▶ **Requirement**
Leave the images out, and otherwise write out each entry exactly.

Information supplied Start Marker

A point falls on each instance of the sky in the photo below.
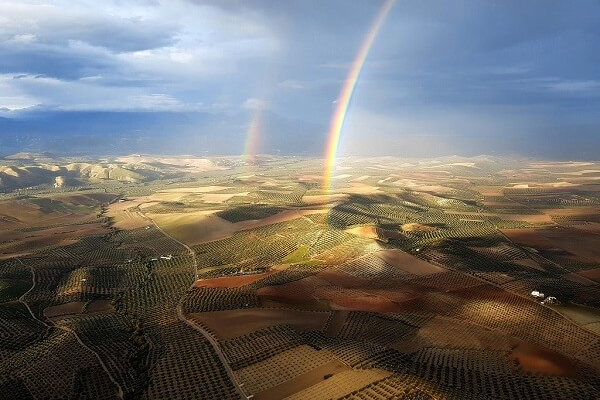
(461, 76)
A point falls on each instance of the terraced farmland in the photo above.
(406, 281)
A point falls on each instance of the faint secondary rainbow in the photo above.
(343, 101)
(253, 136)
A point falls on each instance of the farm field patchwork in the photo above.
(215, 278)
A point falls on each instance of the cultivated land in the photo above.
(208, 278)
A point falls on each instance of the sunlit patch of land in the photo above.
(404, 278)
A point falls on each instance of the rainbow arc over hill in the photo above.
(341, 108)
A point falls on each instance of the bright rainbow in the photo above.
(343, 101)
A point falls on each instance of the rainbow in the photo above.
(343, 101)
(253, 137)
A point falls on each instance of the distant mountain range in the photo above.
(95, 133)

Information supplied End Marker

▶ **Answer section**
A point falls on each instance of the sky in the photo below.
(461, 76)
A point falls on each instance of the terraced farmland in the photo above.
(406, 281)
A point falls on each instance of the faint secondary rainbow in the photo above.
(343, 101)
(253, 136)
A point falls on each instance of the farm field patchwork in the photo above.
(215, 278)
A point falls on each instance of the cultivated land in the photo above.
(208, 278)
A point falls on each instance of the sunlit patch of land in the photo above.
(404, 278)
A point falls on each instance of the rainbow arc over hill in the photo above.
(341, 108)
A point falls on each instance of the bright rainbow in the photo above.
(343, 101)
A point falls on each instance of the rainbow in the photo above.
(343, 101)
(253, 137)
A point falls on each instance of the distant mountain range in the photo above.
(95, 133)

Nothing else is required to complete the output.